Data records =>
===============

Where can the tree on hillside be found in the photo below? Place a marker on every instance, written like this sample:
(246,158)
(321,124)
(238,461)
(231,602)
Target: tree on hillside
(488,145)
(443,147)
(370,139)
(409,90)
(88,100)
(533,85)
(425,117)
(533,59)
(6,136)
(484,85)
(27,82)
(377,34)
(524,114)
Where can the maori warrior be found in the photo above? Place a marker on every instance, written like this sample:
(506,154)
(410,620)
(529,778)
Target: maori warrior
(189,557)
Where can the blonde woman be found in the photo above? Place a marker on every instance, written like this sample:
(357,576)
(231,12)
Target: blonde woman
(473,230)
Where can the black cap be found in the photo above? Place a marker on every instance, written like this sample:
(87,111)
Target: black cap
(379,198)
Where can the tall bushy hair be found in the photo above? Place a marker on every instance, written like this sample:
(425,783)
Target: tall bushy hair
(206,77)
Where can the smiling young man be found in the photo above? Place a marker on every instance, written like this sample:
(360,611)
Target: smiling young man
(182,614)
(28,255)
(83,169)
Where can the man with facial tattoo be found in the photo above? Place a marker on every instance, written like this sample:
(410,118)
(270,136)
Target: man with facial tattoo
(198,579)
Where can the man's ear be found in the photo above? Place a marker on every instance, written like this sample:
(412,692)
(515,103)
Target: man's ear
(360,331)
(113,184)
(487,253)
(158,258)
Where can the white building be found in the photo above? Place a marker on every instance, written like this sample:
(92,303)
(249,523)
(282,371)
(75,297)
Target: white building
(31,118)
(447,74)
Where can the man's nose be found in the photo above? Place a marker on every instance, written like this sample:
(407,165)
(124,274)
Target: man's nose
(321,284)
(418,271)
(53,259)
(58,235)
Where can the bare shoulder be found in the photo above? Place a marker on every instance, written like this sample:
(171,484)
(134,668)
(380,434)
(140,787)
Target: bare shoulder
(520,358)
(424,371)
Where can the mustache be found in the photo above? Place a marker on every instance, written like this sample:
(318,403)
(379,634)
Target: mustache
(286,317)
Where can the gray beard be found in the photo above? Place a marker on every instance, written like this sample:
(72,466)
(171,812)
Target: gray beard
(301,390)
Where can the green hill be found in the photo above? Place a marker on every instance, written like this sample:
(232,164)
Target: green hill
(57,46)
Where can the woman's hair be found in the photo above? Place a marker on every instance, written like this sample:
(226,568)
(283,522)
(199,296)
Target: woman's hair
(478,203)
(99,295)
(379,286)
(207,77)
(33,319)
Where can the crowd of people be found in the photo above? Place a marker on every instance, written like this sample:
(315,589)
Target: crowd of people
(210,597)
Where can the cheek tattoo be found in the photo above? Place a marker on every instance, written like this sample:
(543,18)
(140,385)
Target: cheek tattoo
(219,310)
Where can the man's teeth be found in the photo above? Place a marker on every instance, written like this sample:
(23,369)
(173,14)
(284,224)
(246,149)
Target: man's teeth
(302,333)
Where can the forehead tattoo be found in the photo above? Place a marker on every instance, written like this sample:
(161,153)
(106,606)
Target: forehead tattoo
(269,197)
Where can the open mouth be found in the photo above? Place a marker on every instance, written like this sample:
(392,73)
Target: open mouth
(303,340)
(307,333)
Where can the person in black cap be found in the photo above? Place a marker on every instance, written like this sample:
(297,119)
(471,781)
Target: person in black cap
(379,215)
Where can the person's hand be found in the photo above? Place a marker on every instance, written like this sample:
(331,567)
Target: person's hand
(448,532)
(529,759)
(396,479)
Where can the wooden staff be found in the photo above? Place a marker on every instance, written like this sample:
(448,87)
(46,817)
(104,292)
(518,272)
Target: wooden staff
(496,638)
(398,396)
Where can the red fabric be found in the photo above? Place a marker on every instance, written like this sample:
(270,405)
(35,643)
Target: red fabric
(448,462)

===============

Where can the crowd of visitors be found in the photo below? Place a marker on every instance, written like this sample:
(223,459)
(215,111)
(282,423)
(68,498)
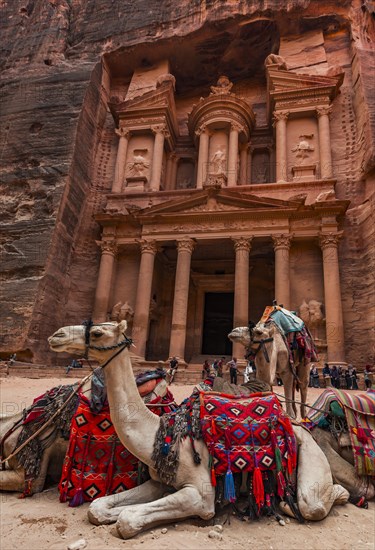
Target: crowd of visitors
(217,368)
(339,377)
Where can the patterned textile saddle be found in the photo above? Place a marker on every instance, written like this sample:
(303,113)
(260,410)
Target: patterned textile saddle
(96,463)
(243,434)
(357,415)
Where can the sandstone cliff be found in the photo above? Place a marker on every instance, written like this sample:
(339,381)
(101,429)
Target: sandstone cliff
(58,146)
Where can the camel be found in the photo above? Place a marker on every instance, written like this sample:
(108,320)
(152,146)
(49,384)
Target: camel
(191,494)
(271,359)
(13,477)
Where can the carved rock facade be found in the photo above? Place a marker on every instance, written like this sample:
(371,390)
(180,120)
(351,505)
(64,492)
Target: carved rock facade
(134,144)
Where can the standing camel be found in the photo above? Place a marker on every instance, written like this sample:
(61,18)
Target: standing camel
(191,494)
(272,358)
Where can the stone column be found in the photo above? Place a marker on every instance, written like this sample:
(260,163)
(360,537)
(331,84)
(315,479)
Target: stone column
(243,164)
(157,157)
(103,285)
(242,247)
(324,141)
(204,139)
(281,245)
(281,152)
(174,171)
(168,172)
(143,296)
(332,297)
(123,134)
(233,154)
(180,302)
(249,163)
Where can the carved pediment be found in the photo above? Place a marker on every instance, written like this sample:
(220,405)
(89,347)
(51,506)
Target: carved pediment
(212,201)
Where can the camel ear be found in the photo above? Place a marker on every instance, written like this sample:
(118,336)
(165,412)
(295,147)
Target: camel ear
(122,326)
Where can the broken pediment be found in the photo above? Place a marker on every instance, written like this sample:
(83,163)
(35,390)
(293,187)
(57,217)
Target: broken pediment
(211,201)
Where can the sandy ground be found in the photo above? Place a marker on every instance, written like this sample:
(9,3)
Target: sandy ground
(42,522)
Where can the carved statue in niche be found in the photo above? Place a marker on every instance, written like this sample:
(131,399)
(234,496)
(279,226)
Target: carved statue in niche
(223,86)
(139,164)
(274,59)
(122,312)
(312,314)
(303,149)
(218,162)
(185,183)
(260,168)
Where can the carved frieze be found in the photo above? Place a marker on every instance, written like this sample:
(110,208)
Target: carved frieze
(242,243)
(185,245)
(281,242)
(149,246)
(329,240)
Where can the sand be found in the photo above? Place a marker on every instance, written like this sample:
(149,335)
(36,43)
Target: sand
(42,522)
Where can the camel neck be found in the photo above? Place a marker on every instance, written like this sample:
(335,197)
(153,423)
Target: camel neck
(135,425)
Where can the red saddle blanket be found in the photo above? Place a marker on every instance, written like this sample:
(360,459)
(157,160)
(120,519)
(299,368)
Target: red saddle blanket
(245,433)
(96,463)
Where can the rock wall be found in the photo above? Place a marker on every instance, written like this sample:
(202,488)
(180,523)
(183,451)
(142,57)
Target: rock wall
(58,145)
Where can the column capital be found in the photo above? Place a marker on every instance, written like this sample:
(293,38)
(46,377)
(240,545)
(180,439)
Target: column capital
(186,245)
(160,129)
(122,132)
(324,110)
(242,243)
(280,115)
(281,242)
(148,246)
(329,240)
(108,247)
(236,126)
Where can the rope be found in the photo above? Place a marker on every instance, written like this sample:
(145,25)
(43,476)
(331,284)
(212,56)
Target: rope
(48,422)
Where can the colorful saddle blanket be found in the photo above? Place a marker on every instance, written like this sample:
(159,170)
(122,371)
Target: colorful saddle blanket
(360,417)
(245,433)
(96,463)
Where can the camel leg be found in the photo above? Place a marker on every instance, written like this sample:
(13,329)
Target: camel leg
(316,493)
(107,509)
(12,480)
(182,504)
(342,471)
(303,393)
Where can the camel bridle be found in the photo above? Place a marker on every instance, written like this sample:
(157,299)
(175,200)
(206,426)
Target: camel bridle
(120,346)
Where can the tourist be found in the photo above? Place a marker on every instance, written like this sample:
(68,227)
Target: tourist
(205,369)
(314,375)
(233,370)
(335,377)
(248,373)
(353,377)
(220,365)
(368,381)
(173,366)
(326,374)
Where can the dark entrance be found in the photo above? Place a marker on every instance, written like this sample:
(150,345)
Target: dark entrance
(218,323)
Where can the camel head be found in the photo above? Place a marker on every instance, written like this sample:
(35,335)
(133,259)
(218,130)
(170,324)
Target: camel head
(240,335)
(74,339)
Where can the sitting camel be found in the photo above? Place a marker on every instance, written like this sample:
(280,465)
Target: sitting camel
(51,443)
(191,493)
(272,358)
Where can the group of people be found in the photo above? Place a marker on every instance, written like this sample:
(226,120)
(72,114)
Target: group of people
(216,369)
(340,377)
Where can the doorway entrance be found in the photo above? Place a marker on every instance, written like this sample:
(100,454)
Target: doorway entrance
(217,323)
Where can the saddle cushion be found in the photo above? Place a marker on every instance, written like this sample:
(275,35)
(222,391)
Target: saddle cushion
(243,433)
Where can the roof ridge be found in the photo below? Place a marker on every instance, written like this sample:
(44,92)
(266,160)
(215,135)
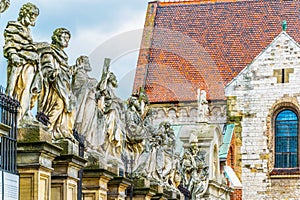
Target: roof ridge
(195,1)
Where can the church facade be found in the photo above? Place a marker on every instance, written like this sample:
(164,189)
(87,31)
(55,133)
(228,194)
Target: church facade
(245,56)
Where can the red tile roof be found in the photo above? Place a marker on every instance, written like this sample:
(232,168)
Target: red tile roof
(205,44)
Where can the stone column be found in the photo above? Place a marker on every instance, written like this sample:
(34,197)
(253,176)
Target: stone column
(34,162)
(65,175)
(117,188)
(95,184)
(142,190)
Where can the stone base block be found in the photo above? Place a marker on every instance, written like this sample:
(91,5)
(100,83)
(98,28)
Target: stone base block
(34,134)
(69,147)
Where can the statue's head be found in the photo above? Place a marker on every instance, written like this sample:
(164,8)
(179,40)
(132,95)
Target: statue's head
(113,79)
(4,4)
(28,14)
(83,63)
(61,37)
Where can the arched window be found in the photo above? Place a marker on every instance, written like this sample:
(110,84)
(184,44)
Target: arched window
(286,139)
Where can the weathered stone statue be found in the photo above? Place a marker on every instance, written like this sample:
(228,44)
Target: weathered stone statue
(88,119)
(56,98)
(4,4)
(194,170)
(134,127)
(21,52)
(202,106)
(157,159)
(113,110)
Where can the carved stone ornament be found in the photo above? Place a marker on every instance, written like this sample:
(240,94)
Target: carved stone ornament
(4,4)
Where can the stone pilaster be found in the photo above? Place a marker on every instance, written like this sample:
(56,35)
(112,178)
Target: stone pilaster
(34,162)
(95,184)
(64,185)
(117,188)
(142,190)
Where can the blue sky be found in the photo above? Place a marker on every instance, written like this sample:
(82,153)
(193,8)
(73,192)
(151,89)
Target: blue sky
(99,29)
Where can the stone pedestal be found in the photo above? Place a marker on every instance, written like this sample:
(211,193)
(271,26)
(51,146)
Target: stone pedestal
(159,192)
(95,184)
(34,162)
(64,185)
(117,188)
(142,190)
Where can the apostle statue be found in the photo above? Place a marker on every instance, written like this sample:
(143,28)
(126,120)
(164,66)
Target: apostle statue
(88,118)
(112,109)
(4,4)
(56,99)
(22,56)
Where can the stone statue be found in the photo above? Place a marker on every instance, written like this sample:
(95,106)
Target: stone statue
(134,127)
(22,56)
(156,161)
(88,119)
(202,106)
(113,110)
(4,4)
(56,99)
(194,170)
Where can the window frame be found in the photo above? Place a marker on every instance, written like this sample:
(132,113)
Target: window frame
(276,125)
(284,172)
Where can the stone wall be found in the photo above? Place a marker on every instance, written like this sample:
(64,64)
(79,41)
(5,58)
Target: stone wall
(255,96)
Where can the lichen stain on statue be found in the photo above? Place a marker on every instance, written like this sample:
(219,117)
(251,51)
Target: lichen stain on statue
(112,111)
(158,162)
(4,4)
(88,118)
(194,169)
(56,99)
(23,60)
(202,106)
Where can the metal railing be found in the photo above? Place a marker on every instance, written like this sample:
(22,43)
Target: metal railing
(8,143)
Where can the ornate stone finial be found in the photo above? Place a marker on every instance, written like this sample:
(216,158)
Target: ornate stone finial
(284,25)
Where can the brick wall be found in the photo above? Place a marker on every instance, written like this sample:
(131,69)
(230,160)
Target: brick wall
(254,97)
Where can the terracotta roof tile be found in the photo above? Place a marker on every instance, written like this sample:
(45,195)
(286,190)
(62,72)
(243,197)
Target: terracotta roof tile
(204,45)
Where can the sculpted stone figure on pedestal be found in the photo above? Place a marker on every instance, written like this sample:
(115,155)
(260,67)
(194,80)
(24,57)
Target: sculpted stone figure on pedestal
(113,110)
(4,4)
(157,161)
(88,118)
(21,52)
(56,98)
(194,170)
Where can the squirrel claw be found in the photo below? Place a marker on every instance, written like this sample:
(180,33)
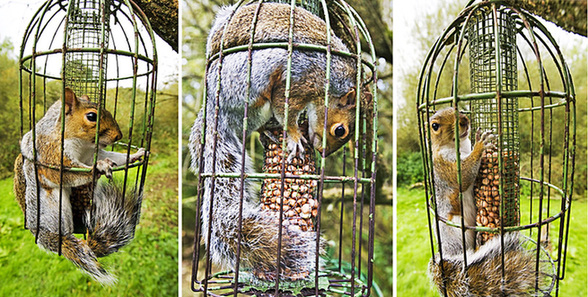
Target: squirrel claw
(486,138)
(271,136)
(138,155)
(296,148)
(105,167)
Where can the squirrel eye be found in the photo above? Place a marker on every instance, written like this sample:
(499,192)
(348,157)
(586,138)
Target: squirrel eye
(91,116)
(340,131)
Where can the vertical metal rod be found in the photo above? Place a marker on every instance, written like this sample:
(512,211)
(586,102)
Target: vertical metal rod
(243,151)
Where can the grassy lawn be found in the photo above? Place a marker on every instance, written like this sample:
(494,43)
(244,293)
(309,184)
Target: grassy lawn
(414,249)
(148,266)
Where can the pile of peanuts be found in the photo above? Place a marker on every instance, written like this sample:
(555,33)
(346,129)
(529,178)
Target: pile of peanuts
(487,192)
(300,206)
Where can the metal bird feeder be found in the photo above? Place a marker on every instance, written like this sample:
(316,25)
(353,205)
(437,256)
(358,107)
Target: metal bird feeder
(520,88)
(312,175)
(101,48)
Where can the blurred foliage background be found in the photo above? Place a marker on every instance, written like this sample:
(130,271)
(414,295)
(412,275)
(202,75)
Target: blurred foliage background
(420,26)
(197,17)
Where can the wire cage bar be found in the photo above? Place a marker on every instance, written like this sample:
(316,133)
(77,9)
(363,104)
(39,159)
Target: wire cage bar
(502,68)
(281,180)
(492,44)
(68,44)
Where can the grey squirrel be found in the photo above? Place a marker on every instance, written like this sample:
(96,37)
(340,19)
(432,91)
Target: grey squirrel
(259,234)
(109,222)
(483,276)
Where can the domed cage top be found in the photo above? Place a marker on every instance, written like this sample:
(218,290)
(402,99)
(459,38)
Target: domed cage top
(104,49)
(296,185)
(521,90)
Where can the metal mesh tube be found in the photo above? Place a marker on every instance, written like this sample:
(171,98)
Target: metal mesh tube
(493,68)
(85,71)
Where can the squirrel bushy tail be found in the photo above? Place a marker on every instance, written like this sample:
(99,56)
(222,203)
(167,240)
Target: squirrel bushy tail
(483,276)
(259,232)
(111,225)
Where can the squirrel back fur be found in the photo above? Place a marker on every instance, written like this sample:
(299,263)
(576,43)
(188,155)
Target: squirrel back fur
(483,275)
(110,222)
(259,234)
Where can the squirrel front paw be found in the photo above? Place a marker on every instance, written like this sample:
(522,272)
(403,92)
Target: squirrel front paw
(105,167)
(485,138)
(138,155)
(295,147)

===============

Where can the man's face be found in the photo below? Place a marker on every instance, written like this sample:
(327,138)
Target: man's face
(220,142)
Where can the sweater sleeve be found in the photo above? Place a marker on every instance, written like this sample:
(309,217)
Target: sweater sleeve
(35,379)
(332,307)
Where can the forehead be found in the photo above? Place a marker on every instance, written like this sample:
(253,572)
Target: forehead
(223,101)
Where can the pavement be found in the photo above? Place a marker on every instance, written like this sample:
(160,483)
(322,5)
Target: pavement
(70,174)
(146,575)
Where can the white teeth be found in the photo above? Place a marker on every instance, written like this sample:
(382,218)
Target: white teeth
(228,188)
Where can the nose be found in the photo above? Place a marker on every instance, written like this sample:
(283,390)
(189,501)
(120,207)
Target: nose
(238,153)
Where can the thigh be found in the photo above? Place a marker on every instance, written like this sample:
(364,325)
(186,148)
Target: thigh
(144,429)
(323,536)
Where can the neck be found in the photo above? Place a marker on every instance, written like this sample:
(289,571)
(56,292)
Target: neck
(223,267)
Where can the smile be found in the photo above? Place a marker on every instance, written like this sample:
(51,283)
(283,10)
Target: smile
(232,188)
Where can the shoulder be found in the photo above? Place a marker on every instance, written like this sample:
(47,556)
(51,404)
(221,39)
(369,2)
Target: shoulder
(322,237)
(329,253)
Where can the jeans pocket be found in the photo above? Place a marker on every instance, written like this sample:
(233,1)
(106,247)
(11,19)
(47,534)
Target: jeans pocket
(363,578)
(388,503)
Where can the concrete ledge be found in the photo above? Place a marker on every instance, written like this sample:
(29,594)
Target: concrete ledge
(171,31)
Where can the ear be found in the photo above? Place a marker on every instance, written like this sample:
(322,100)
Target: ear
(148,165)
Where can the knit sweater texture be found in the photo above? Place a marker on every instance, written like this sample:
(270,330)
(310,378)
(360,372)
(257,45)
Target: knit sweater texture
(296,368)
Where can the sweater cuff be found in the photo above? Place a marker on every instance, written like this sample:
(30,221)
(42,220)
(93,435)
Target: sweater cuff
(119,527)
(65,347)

===============

Exercise objective =>
Pull out every line of the records that contains the word "textile" and copy each one in full.

Full answer =>
Where can the patterned textile saddle be found in the photo above? Place a marker on every instance, written like this sample:
Target: patterned textile saddle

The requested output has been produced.